§ **TEXTE D'ÉTUDE**
::::::::::

Comment la pollution lumineuse affecte la pollinisation
Rencontre avec une équipe de biologiste qui étudie l'effet de la lumière artificielle sur la pollinisation diurne, une première mondiale.
Si vous prenez la route quittant Saint-Aubin direction le nord, vous risquez certainement de tomber sur un lampadaire trônant au milieu d'un champ. Une vision un peu étrange, qui cache pourtant une étude unique au monde. Ici, on s'intéresse à la pollution lumineuse, et à son impact sur les pollinisateurs diurnes.
Sur place, Vincent Grognuz, doctorant à l'Agroscope, vérifie que la batterie du lampadaire soit en ordre. Sur le sol autour de lui, quatre zones débordantes de fleurs sont délimitées par des bâtons en bambou plantés dans la terre. "On a semé une communauté de plantes sauvages, montre le biologiste fribourgeois. Là, il y a de la Carotte Sauvage, des Grandes Mauves, ou encore des Silènes de nuit."
Des sites comme celui-ci, il y en a actuellement 16, tous dispersés entre Payerne et Ins. Huit d'entre eux sont éclairés artificiellement tous les soirs.

::::::::::

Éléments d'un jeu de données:
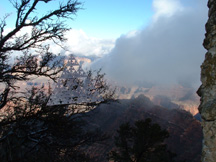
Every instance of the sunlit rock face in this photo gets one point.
(207, 90)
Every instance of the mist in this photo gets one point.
(168, 51)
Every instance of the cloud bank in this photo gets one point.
(79, 43)
(168, 51)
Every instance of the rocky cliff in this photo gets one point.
(185, 131)
(207, 91)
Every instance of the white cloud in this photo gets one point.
(166, 8)
(168, 51)
(80, 43)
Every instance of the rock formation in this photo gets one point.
(207, 91)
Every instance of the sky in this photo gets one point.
(156, 41)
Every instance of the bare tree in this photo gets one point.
(29, 129)
(50, 26)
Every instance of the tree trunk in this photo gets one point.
(207, 91)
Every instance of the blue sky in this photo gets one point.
(101, 19)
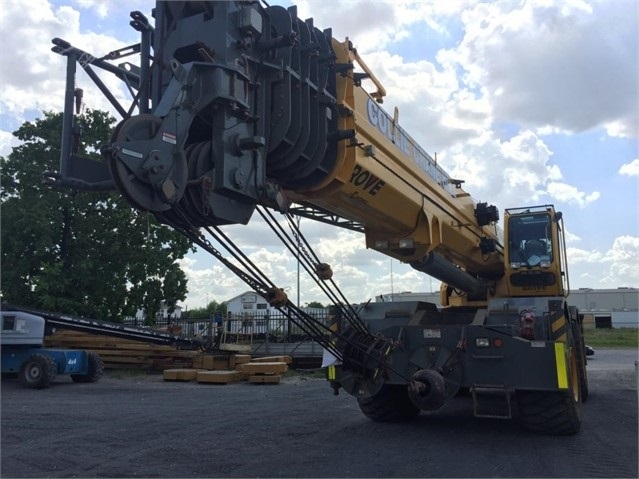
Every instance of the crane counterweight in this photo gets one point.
(243, 107)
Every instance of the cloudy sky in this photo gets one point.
(528, 102)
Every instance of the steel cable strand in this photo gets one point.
(309, 267)
(344, 304)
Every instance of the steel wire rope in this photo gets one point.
(239, 255)
(304, 321)
(252, 282)
(353, 319)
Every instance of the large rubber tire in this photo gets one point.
(390, 404)
(37, 371)
(556, 412)
(96, 368)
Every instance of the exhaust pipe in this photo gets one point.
(427, 390)
(440, 268)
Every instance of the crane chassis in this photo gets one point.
(243, 107)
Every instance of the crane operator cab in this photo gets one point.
(536, 252)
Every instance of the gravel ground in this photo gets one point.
(142, 426)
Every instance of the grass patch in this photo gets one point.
(612, 338)
(126, 373)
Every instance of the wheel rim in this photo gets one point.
(575, 388)
(138, 191)
(34, 372)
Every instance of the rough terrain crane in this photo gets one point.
(244, 107)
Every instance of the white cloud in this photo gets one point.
(630, 169)
(101, 8)
(7, 142)
(571, 65)
(569, 194)
(511, 173)
(618, 266)
(624, 259)
(33, 77)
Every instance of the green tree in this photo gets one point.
(314, 304)
(83, 253)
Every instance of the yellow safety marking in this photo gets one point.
(560, 361)
(558, 323)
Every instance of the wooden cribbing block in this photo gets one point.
(217, 377)
(180, 374)
(265, 379)
(217, 363)
(263, 368)
(273, 359)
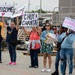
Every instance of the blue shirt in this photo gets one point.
(11, 34)
(44, 33)
(68, 41)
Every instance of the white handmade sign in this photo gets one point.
(30, 19)
(19, 12)
(69, 23)
(6, 10)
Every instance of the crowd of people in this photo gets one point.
(65, 51)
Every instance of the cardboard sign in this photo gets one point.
(69, 23)
(6, 10)
(19, 12)
(30, 19)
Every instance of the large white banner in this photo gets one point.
(69, 23)
(30, 19)
(6, 10)
(19, 12)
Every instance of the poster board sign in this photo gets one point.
(51, 38)
(7, 10)
(30, 20)
(19, 12)
(69, 23)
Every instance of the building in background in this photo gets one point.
(66, 9)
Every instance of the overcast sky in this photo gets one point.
(35, 4)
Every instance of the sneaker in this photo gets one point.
(10, 63)
(55, 73)
(43, 70)
(14, 63)
(49, 70)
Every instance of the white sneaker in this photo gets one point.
(49, 70)
(43, 70)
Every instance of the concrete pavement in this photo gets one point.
(22, 67)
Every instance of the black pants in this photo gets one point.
(34, 57)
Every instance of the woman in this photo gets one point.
(46, 49)
(61, 36)
(66, 52)
(0, 41)
(34, 45)
(11, 39)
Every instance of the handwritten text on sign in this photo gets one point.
(30, 19)
(69, 23)
(7, 10)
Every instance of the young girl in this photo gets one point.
(46, 49)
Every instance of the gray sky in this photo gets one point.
(35, 4)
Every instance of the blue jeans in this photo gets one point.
(0, 52)
(34, 57)
(57, 62)
(12, 52)
(66, 54)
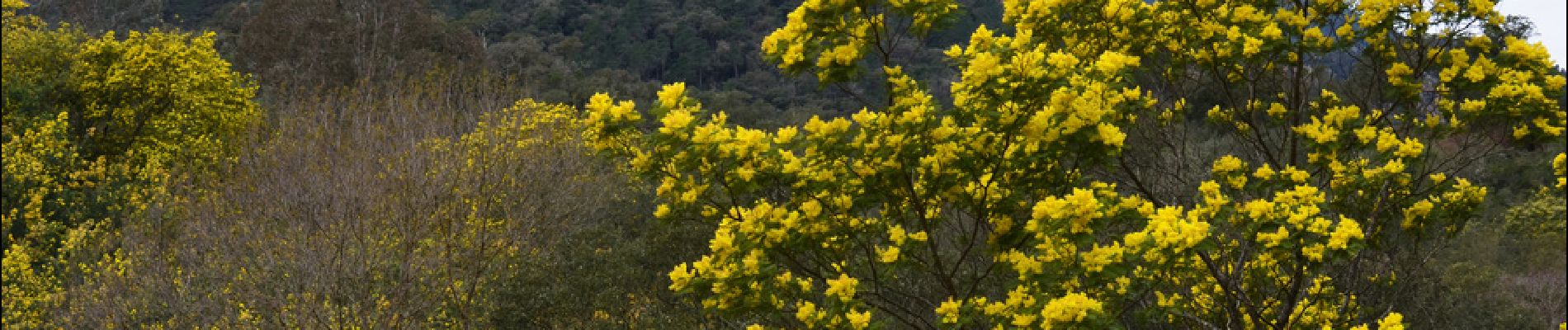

::::::::::

§ **MISE EN PRATIQUE**
#1 Pour chaque affirmation, dites si elle concorde avec le texte sur la pollution lumineuse, puis citez les mots du texte qui permettent de trancher. (a) L'étude porte sur les pollinisateurs nocturnes. (b) On compte actuellement seize sites d'étude. (c) Tous les sites sont éclairés artificiellement chaque soir.
#2 Reprenez le texte sur la pollution lumineuse et la pollinisation à la suite de sa dernière phrase.

§ **CORRIGÉ**
#1
(a) Non : « son impact sur les pollinisateurs diurnes ».
(b) Oui : « il y en a actuellement 16, tous dispersés entre Payerne et Ins ».
(c) Non : « Huit d'entre eux sont éclairés artificiellement tous les soirs. »

#2
Trois hypothèses
Tout a commencé en 2021, lorsqu'un biologiste de l'Agroscope réalise que les pollinisateurs diurnes sont moins actifs dans les zones touchées par la pollution lumineuse. Vincent Grognuz décide alors d'essayer de comprendre le pourquoi du comment, et d'en faire son doctorat.
Pour étudier ce phénomène, le chercheur fribourgeois et sa petite équipe testent trois hypothèses. La première est que l'éclairage nocturne a un effet négatif sur l'expression des traits floraux. "Ça veut dire qu'une plante éclairée toute la nuit sera moins attractive pour les pollinisateurs, simplifie Vincent Grognuz. Elle sera plus petite, produira moins de fleurs, qui seront moins colorées et moins odorantes."
La deuxième hypothèse se tourne vers les herbivores, comme les chenilles ou les limaces. L'équipe de biologistes a pu montrer que ces ravageurs sont attirés par la lumière et plus actifs dans ces conditions. Les pollinisateurs de jour, eux, seraient du coup moins attirés par les plantes dévorées.
Les araignées entrent en jeu pour la dernière hypothèse. Les zones illuminées sont pour elles un véritable terrain de chasse, explique Vincent Grognuz. "Si vous regardez sous chaque lampe d'extérieur, vous trouverez une toile. Dès qu'il y a de la lumière, il y a plus d'insectes et en conséquence plus de prédation." Une prédation qui reste évidemment active pendant la journée, et qui touche les pollinisateurs.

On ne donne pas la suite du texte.